Task
Retyping the records exactly, down to the last line, is the whole job.

Dataset entries:
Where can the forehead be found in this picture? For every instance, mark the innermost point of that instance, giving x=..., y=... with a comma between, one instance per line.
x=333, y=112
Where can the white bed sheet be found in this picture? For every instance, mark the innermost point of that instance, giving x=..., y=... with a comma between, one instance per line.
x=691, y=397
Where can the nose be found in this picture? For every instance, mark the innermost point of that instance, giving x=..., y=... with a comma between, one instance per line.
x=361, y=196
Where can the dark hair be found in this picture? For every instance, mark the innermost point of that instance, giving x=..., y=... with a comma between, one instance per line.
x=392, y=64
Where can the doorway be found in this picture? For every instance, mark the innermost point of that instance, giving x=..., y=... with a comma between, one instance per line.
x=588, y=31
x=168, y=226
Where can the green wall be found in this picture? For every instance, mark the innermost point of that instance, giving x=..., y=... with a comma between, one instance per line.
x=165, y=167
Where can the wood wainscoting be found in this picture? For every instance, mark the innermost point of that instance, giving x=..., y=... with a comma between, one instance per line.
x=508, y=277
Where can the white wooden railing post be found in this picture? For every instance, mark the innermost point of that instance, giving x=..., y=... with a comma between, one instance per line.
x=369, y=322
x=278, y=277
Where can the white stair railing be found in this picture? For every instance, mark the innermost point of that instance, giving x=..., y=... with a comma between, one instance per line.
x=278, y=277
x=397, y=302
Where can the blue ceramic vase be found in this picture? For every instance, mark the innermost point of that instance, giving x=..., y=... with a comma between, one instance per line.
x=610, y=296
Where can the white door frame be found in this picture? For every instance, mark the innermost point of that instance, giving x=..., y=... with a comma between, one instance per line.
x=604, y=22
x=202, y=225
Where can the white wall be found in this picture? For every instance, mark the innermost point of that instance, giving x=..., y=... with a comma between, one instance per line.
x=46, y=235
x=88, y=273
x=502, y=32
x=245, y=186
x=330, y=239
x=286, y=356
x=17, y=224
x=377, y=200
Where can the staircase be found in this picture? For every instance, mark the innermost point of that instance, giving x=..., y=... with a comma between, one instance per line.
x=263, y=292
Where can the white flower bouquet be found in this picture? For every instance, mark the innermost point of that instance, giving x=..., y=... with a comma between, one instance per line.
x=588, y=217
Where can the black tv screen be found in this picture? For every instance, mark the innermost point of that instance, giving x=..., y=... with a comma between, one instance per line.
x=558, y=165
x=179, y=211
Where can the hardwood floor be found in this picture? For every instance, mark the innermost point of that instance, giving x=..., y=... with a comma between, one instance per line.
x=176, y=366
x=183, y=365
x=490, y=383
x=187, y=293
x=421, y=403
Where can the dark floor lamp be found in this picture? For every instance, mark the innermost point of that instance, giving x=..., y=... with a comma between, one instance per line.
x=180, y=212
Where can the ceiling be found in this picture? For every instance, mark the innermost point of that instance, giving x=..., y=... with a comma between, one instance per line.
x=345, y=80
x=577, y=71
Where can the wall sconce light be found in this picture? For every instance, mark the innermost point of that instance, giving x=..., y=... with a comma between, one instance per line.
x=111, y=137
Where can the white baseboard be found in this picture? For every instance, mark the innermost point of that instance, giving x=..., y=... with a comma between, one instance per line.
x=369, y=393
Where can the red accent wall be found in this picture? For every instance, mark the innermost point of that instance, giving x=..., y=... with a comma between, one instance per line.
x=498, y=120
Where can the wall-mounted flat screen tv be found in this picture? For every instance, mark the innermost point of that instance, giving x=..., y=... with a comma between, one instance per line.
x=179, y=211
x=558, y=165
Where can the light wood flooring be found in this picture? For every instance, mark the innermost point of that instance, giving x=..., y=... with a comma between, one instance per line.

Result of the task
Where can the forehead be found in this picture? For every instance, mark the innermost point of that instance, giving x=..., y=... with a comma between, one instance per line.
x=333, y=112
Where can the white bed sheet be found in this picture? For every instance, mark the innermost point of that instance, giving x=..., y=... with a comma between, one instance per line.
x=691, y=397
Where can the nose be found in this picture? For every instance, mark the innermost point of that instance, giving x=..., y=... with a comma between, one instance per line.
x=361, y=196
Where can the dark hair be found in this picture? For every instance, mark the innermost point of that instance, giving x=..., y=... with a comma between, one instance per line.
x=392, y=64
Where can the doorway be found in this picture? For every instance, mark the innermost point of that instance, giving x=..., y=... with a comma between, one instance per line.
x=588, y=31
x=168, y=226
Where can the green wall be found in this picture? For every instance, mark the innermost point of that instance, giving x=..., y=... with a comma between, one instance per line.
x=165, y=167
Where can the wood wainscoting be found in this picture? For every instance, mark the innermost point of that instance, giving x=..., y=... with a comma between, one instance per line.
x=508, y=277
Where can the white wooden railing post be found in this picture? For every instance, mark the innermost point of that instance, giving x=..., y=... with a comma between, one instance per line.
x=369, y=322
x=278, y=277
Where can the white stair railing be found in this picture? For every instance, mark the innermost point of that instance, giving x=..., y=... with a comma between, one instance per line.
x=278, y=277
x=397, y=302
Where can the blue ceramic vase be found in this picture? For every instance, mark the innermost point of that instance, giving x=..., y=... with a comma between, one instance per line.
x=610, y=296
Where can the white door frame be found in this picture? For every instance, mark the innermost point of that instance, giving x=..., y=... with a comma between, one instance per line.
x=604, y=22
x=202, y=225
Where can the white wall be found in this picture? For every instance, mark the innermost point of that instance, giving x=..., y=... with a comma between, one instance per line.
x=46, y=235
x=88, y=273
x=502, y=32
x=245, y=186
x=330, y=239
x=286, y=356
x=17, y=224
x=377, y=200
Where can the staircase be found in this picture? For every instance, mark the innermost point of that instance, giving x=..., y=... with a comma between, one instance per line.
x=263, y=292
Where can the white flower bouquet be found in this picture? For every instance, mark the innermost point of that instance, giving x=..., y=... with a comma between, one instance per line.
x=588, y=217
Where can the black tv screen be found in this picture? For every instance, mark the innermost point of that instance, giving x=..., y=... with a comma between, one instance per line.
x=558, y=165
x=179, y=211
Where can the hardwood floor be found in this picture? For every instance, mark the innermost point of that instance, giving x=..., y=... with a comma between, one instance per line.
x=176, y=366
x=183, y=365
x=490, y=383
x=187, y=293
x=421, y=403
Where can the dark floor lamp be found in this picture? For every instance, mark the innermost point of that instance, giving x=..., y=... with a comma between, one instance per line.
x=180, y=212
Where can the ceiling be found in this picture? For every instance, mark the innermost point of that instance, giving x=..., y=... with a comma between, one instance per line.
x=345, y=80
x=577, y=71
Where can the wall sconce light be found in this picture? For every instance, mark the innermost point of that instance, giving x=..., y=... with a comma between, one instance per line.
x=111, y=137
Where can the white baseboard be found in this picture? For every instance, mark the innermost point of that instance, giving x=..., y=... with a comma between, one instance per line.
x=369, y=393
Where can the red accent wall be found in this picture? For every instance, mark the innermost point of that instance, giving x=..., y=... with a comma between, one instance per line.
x=498, y=120
Where can the wall-mounted flat screen tv be found in this picture? For every instance, mark the innermost point of that instance, giving x=..., y=... with a comma between, one instance per line.
x=179, y=211
x=558, y=165
Where can the light wood flooring be found in this picture? For every instance, mark the innermost point of that instance, giving x=..., y=... with a comma between, one instance per line.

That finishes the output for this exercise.